Records from a dataset:
· · · ·

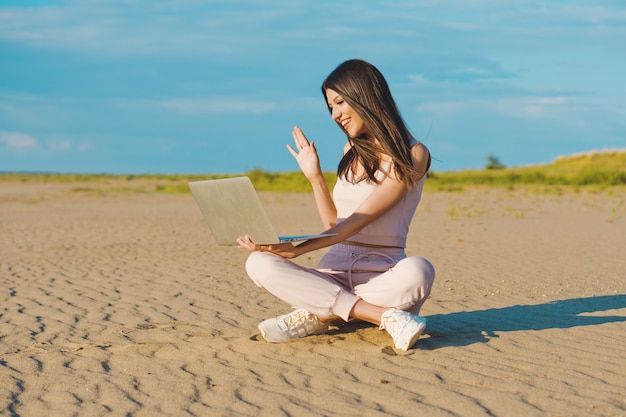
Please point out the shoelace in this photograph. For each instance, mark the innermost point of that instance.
(300, 322)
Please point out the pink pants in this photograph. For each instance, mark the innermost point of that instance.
(385, 277)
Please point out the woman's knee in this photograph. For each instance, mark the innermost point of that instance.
(259, 265)
(420, 271)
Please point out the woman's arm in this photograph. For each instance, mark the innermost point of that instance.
(308, 160)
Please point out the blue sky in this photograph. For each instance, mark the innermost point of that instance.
(193, 86)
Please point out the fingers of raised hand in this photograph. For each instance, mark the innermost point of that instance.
(299, 138)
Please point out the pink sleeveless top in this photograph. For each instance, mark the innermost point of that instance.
(390, 229)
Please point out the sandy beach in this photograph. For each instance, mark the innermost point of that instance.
(121, 304)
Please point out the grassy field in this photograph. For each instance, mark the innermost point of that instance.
(593, 171)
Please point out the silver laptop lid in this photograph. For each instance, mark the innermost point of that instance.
(231, 208)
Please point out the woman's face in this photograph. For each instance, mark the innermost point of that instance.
(344, 115)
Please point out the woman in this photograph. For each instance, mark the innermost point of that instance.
(366, 274)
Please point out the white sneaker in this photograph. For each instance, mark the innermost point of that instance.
(299, 323)
(405, 328)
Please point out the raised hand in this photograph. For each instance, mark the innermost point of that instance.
(305, 155)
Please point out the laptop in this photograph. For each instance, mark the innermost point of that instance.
(232, 208)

· · · ·

▶ **Exercise instructions**: Rewrite the lines above, replacing "photograph" with "image" everywhere and leaving everything else unchanged. Omit the pictures.

▶ **Task response**:
Please point out the shoelace in this image. For each instance, mark the innermost point of that instance.
(300, 322)
Please point out the pink pants in this image. For each instance, mark the innermost point of that instance.
(385, 277)
Please point out the woman's knee in this image. For each instance, mark the innermost point of that instance.
(259, 265)
(420, 271)
Please point out the woman's arm in this image. For each instance, mark the innermost point of that instance.
(308, 160)
Please point out the blue sky in this image. For each instance, mark the innermost point of that instance.
(193, 86)
Please point out the fingers of raised hand in this image. For each instance, mark the innermost point of that instance.
(299, 138)
Please point out the pink sleeveless top in this image. For each instance, mark the innermost point of that instance.
(390, 229)
Please point out the sandy beach in this image. For each instance, mark the innermost point of that instance.
(121, 304)
Please point out the grassy field in this image. For each instance, mark the innermost point of that instance.
(593, 171)
Please point out the silver laptop lid in this image. For each instance, mark the innermost point of that instance.
(231, 208)
Please point out the woman's face in this image. For each instance, mark the innermost point of that instance.
(344, 115)
Please point out the woman in this image. For each instance, mark the innermost point of that instance.
(366, 274)
Please point out the white sneaker in this image. For each instance, mark the innermost point of that instance.
(299, 323)
(405, 328)
Please point out the raised hand in this image. For each instance, mark the innermost point of that instance.
(305, 155)
Please point out the laptop in this image. For each instance, mark the innermost point of that instance.
(232, 208)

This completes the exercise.